### What is required
Locate each line in the listing below that contains the string "front", and copy those lines out. Case matters when matching.

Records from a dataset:

====

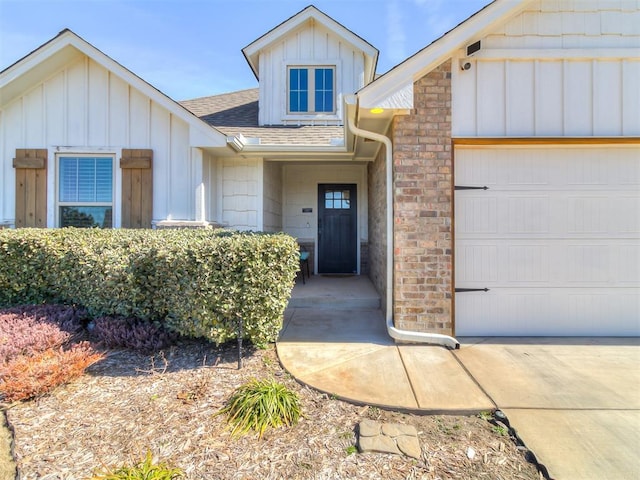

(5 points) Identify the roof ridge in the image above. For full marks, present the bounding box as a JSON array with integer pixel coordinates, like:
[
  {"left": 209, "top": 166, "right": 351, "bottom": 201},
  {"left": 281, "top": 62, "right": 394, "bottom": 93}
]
[{"left": 180, "top": 87, "right": 260, "bottom": 103}]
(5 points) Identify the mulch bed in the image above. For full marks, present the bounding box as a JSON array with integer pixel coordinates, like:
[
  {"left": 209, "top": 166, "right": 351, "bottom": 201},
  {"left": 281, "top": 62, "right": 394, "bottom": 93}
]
[{"left": 6, "top": 341, "right": 541, "bottom": 480}]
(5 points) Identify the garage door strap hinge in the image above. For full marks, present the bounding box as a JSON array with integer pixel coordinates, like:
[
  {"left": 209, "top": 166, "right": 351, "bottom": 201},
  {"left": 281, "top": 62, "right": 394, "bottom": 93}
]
[{"left": 454, "top": 185, "right": 489, "bottom": 190}]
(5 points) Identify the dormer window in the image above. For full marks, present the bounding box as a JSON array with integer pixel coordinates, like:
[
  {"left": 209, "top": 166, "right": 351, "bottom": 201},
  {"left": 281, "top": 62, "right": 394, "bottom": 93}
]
[{"left": 287, "top": 66, "right": 336, "bottom": 114}]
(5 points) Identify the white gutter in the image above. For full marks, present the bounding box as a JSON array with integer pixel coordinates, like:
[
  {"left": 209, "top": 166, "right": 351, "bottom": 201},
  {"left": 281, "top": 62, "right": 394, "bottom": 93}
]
[{"left": 347, "top": 109, "right": 460, "bottom": 349}]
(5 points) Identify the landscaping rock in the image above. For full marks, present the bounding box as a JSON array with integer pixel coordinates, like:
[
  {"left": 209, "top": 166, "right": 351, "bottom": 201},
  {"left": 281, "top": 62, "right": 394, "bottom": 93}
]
[
  {"left": 360, "top": 435, "right": 401, "bottom": 455},
  {"left": 358, "top": 420, "right": 380, "bottom": 437},
  {"left": 358, "top": 420, "right": 422, "bottom": 459},
  {"left": 395, "top": 435, "right": 422, "bottom": 460}
]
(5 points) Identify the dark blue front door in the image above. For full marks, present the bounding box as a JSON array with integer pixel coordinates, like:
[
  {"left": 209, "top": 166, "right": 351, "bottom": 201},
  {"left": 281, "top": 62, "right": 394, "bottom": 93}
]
[{"left": 318, "top": 184, "right": 358, "bottom": 273}]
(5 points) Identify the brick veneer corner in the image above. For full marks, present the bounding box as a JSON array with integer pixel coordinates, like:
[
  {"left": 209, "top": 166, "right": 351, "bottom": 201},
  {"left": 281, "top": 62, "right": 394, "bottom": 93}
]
[{"left": 393, "top": 61, "right": 453, "bottom": 335}]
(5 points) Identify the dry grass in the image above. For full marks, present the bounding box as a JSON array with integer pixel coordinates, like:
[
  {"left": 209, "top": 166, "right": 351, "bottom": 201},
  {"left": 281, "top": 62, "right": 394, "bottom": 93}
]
[{"left": 7, "top": 341, "right": 539, "bottom": 480}]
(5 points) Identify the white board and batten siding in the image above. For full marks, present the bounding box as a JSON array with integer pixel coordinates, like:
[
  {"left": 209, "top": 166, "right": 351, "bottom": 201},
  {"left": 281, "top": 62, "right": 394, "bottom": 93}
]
[
  {"left": 259, "top": 23, "right": 365, "bottom": 125},
  {"left": 452, "top": 0, "right": 640, "bottom": 336},
  {"left": 455, "top": 146, "right": 640, "bottom": 336},
  {"left": 0, "top": 56, "right": 202, "bottom": 227},
  {"left": 221, "top": 157, "right": 263, "bottom": 230},
  {"left": 452, "top": 0, "right": 640, "bottom": 137}
]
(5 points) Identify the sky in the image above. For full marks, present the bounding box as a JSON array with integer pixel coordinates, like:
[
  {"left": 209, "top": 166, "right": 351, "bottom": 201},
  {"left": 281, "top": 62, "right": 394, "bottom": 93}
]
[{"left": 0, "top": 0, "right": 490, "bottom": 100}]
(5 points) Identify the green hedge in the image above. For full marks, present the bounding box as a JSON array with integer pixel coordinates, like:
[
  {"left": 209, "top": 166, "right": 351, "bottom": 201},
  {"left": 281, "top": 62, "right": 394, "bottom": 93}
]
[{"left": 0, "top": 228, "right": 299, "bottom": 345}]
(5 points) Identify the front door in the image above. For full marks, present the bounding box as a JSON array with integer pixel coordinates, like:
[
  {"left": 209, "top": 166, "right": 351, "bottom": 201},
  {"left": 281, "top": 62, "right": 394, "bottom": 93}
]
[{"left": 318, "top": 184, "right": 358, "bottom": 273}]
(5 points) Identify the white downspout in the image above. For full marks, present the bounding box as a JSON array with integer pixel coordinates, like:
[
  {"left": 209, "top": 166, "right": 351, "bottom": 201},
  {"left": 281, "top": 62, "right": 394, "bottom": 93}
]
[{"left": 346, "top": 115, "right": 460, "bottom": 349}]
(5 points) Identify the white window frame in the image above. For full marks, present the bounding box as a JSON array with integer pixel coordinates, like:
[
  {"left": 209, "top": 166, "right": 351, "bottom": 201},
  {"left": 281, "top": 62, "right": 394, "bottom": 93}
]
[
  {"left": 285, "top": 62, "right": 338, "bottom": 118},
  {"left": 53, "top": 152, "right": 117, "bottom": 228}
]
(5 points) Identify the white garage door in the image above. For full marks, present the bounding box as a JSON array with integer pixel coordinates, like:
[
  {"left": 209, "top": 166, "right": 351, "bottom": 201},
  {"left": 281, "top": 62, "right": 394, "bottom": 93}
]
[{"left": 455, "top": 146, "right": 640, "bottom": 336}]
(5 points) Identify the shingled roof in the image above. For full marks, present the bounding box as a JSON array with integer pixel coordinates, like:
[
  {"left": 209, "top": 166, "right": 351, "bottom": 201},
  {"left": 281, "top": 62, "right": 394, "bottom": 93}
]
[{"left": 180, "top": 88, "right": 344, "bottom": 147}]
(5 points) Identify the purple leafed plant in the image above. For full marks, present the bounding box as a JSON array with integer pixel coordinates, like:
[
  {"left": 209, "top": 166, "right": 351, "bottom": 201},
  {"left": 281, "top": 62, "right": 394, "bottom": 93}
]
[
  {"left": 0, "top": 305, "right": 86, "bottom": 363},
  {"left": 91, "top": 317, "right": 178, "bottom": 353}
]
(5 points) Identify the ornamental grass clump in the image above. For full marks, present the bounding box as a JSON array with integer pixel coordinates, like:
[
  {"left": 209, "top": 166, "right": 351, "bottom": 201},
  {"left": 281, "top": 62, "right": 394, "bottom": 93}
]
[
  {"left": 91, "top": 451, "right": 184, "bottom": 480},
  {"left": 218, "top": 379, "right": 301, "bottom": 439}
]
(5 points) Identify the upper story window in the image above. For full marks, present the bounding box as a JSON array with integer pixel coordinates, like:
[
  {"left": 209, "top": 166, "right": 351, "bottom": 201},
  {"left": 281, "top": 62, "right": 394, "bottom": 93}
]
[
  {"left": 57, "top": 155, "right": 113, "bottom": 228},
  {"left": 288, "top": 66, "right": 336, "bottom": 114}
]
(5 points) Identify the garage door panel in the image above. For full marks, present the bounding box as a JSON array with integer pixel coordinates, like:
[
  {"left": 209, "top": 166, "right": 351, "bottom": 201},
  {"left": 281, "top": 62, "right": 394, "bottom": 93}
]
[
  {"left": 456, "top": 288, "right": 640, "bottom": 336},
  {"left": 610, "top": 193, "right": 640, "bottom": 235},
  {"left": 455, "top": 238, "right": 640, "bottom": 288},
  {"left": 455, "top": 147, "right": 640, "bottom": 336}
]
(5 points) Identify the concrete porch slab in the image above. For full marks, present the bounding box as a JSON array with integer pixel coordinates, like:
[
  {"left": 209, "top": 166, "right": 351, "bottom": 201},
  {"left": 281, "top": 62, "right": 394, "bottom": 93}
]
[
  {"left": 398, "top": 345, "right": 496, "bottom": 412},
  {"left": 277, "top": 308, "right": 495, "bottom": 413}
]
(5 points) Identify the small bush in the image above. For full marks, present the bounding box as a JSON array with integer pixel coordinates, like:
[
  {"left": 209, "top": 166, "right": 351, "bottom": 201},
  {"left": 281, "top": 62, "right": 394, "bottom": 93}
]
[
  {"left": 0, "top": 342, "right": 104, "bottom": 402},
  {"left": 218, "top": 379, "right": 300, "bottom": 438},
  {"left": 91, "top": 317, "right": 178, "bottom": 353},
  {"left": 0, "top": 305, "right": 86, "bottom": 365},
  {"left": 91, "top": 451, "right": 184, "bottom": 480}
]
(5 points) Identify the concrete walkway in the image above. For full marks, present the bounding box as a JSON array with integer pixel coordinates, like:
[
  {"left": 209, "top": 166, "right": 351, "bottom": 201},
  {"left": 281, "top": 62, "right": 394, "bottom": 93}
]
[
  {"left": 277, "top": 308, "right": 496, "bottom": 413},
  {"left": 277, "top": 292, "right": 640, "bottom": 480}
]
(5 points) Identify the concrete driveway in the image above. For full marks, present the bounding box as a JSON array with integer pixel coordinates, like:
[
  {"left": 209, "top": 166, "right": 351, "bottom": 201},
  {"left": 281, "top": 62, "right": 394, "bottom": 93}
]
[{"left": 454, "top": 338, "right": 640, "bottom": 480}]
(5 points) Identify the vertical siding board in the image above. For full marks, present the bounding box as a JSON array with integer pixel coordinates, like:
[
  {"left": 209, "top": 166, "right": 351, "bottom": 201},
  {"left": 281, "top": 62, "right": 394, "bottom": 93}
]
[
  {"left": 477, "top": 62, "right": 505, "bottom": 136},
  {"left": 107, "top": 75, "right": 129, "bottom": 145},
  {"left": 129, "top": 168, "right": 142, "bottom": 228},
  {"left": 564, "top": 61, "right": 593, "bottom": 136},
  {"left": 593, "top": 61, "right": 622, "bottom": 136},
  {"left": 35, "top": 168, "right": 47, "bottom": 228},
  {"left": 506, "top": 62, "right": 535, "bottom": 136},
  {"left": 535, "top": 62, "right": 565, "bottom": 136},
  {"left": 44, "top": 72, "right": 66, "bottom": 145},
  {"left": 129, "top": 88, "right": 149, "bottom": 147},
  {"left": 15, "top": 168, "right": 27, "bottom": 228},
  {"left": 23, "top": 85, "right": 45, "bottom": 145},
  {"left": 120, "top": 149, "right": 153, "bottom": 228},
  {"left": 65, "top": 60, "right": 87, "bottom": 146},
  {"left": 140, "top": 168, "right": 153, "bottom": 228},
  {"left": 87, "top": 61, "right": 109, "bottom": 145},
  {"left": 120, "top": 169, "right": 133, "bottom": 228},
  {"left": 24, "top": 168, "right": 38, "bottom": 227},
  {"left": 622, "top": 60, "right": 640, "bottom": 136}
]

====

### Output of the exercise
(5 points) Identify the dark blue front door in the image above. For full marks, present the bounding box as a JSON array with integer pixel coordinates, like:
(5 points) Identify the front door in the image above. For full marks, present the bounding box as a JSON array with integer pixel coordinates, like:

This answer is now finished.